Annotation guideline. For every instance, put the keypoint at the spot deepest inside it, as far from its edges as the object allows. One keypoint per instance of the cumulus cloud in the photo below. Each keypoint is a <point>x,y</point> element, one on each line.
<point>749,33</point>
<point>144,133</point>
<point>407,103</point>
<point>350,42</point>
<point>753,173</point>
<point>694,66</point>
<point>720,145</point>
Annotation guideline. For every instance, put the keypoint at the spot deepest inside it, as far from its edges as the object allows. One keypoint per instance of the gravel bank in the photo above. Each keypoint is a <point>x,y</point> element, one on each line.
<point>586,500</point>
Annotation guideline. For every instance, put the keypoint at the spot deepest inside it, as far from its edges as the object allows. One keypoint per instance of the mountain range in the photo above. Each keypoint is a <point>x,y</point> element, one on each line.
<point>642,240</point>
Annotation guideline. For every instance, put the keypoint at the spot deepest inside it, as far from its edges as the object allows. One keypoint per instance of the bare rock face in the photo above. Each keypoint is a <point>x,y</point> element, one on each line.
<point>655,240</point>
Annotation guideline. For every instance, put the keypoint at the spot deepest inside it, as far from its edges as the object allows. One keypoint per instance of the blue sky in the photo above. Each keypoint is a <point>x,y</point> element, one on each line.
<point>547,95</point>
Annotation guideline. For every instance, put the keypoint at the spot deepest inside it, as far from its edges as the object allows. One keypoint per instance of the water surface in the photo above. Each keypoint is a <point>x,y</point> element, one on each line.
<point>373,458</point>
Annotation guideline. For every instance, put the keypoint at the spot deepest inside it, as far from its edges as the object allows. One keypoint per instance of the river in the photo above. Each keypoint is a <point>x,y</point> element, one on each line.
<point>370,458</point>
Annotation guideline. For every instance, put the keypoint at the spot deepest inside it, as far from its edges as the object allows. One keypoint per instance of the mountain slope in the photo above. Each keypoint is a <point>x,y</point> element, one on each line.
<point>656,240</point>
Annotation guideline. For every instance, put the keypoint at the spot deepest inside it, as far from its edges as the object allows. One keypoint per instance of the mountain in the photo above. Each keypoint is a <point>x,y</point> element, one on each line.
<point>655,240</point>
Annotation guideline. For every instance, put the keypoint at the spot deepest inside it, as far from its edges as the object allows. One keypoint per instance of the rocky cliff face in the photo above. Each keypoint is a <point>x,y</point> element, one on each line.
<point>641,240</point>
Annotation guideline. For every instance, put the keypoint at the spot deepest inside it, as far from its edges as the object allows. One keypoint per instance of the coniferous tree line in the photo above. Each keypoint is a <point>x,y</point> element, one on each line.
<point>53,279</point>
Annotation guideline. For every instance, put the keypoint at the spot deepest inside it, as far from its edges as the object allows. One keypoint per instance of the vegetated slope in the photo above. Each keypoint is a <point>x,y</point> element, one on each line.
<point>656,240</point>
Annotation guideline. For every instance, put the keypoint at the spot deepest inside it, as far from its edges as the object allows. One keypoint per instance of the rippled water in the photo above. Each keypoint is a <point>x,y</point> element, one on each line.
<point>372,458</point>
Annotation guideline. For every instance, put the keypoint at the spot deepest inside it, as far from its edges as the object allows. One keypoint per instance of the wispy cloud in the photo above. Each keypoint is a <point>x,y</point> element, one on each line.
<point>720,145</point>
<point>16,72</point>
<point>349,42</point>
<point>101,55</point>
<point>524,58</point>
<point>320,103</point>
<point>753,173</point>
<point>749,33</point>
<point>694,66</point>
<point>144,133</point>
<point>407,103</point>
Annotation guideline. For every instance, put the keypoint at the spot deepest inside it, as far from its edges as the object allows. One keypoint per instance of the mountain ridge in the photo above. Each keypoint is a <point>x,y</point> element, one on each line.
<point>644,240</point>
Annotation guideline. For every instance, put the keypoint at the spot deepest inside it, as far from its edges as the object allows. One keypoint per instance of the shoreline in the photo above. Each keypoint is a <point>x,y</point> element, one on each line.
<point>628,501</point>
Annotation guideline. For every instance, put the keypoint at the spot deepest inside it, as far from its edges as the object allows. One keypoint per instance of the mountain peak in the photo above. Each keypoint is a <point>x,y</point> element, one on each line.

## STATED PROBLEM:
Please print all of the rows above again, word for word, with no changes.

## FULL ANSWER:
Annotation guideline. For every instance, put the keypoint at the spot deepest inside it, as far from its edges as the object allows. One keypoint per instance of the cumulus cloud in the photo below. Each keypoint is a <point>x,y</point> element, one on each line.
<point>749,33</point>
<point>144,133</point>
<point>407,103</point>
<point>350,42</point>
<point>753,173</point>
<point>694,66</point>
<point>720,145</point>
Annotation guideline. For every instance, put the keypoint at the spot deepest inside it, as far from its edges as the object allows. One keypoint per instance of the gravel bank in the photo above. Each keypoint is a <point>x,y</point> element, one on each line.
<point>586,500</point>
Annotation guideline. For every instance, put the keypoint at the spot deepest inside it, as far from its edges as the object allows. One keypoint per instance of the mountain range in the photo above. Each keypoint is a <point>x,y</point> element, one on each line.
<point>642,240</point>
Annotation guideline. For every instance, put the keypoint at the spot deepest inside it, as far from its edges as the object allows. One keypoint per instance of the bare rock face in the photo above. Each keypoint is a <point>x,y</point> element, one on each line.
<point>655,240</point>
Annotation guideline. For every instance, put the keypoint at the spot deepest inside it, as far from its edges as the object allows. One keypoint per instance of the blue sky in the photo above. Each keypoint is a <point>x,y</point> element, one on each line.
<point>547,95</point>
Annotation guideline. For every instance, put the keypoint at the spot deepest inside it, as far from its edges as the object allows. One keypoint per instance of the water surface in the photo above. Each keypoint is a <point>x,y</point> element, one on each line.
<point>373,458</point>
Annotation guideline. For every instance, put the keypoint at the spot deepest inside it, as far from its edges as the object allows. One keypoint per instance of the river in the photo above. Each keypoint is a <point>x,y</point> element, one on each line.
<point>370,458</point>
Annotation guideline. For every instance, put the keypoint at the spot deepest inside it, as far from its edges as the object allows. One keypoint per instance of the mountain slope in the photo above. Each keypoint is a <point>x,y</point> element, one on each line.
<point>656,240</point>
Annotation guideline. For every instance, put the keypoint at the spot deepest inside it, as far from its edges as the object allows. One keypoint per instance of the mountain in the photo above. Each keypoint is a <point>x,y</point> element, one on each line.
<point>655,240</point>
Annotation guideline. For every instance, put the keypoint at the spot deepest inside it, as far from its edges as the object allows. One keypoint per instance of the rocky cliff face in the photo above. Each keypoint is a <point>x,y</point> element, one on each line.
<point>641,240</point>
Annotation guideline. For every instance, put the keypoint at the spot deepest inside it, as far from its edges as the object allows. One keypoint per instance of the coniferous tree line in the photo above. Each keypoint is a <point>x,y</point> element, one on each line.
<point>53,279</point>
Annotation guideline. For every instance, put the keypoint at the spot deepest inside it, as far from its edges as the object allows. One keypoint per instance of the vegetated slope in the photo above. Each keypoint is a <point>x,y</point> element, one on each line.
<point>656,240</point>
Annotation guideline. For every instance, put the keypoint at the spot deepest inside it, as far from its edges as the object allows. One keypoint per instance of the rippled water in the photo above. Each keypoint is a <point>x,y</point> element, one on each line.
<point>372,458</point>
Annotation guideline. For every instance, put the keypoint at the spot deepest inside it, as far from its edges as the object allows. One keypoint per instance of the wispy cloud in the photo above. Each keypoint is a <point>x,y</point> element, one on each line.
<point>720,145</point>
<point>16,72</point>
<point>349,42</point>
<point>101,55</point>
<point>524,58</point>
<point>320,103</point>
<point>753,173</point>
<point>749,33</point>
<point>694,66</point>
<point>144,133</point>
<point>407,103</point>
Annotation guideline. For every instance, put the keypoint at the spot deepest inside it, as far from its edges as the object allows. One keypoint per instance of the mountain ridge in the photo above. Each keypoint is a <point>x,y</point> element, one on each line.
<point>644,240</point>
Annotation guideline. For every instance, put the keypoint at the spot deepest inside it, as far from its edges as the object allows. One keypoint per instance of the shoreline in the photo above. Each keypoint is a <point>x,y</point> element, one on each line.
<point>628,501</point>
Annotation guideline. For every instance, put the keypoint at the spot deepest inside it, as far from its edges as the object allows. One keypoint per instance of the mountain peak in the photo above. Each keypoint is a <point>x,y</point> element, one on each line.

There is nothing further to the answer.